To do:
Retype each record below word for word. Leave the pictures out.
** Start **
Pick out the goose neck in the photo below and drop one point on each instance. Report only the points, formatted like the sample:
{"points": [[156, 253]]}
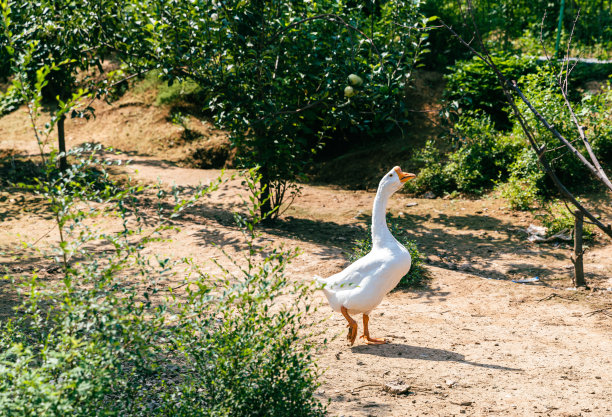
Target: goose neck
{"points": [[380, 231]]}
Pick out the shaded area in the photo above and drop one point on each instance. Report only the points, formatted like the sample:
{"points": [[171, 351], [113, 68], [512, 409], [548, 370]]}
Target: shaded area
{"points": [[400, 350]]}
** End **
Full output:
Pick out the goose neck in the photo below and drop one point on each instance. Report only the points, formatted like the sample:
{"points": [[156, 253]]}
Target: goose neck
{"points": [[380, 231]]}
Pick out the shaded area in the photo above and drop one point on each instance. Report only the points, formatted like the sample:
{"points": [[171, 351], [113, 68], [512, 409], [548, 370]]}
Target: shaded area
{"points": [[400, 350]]}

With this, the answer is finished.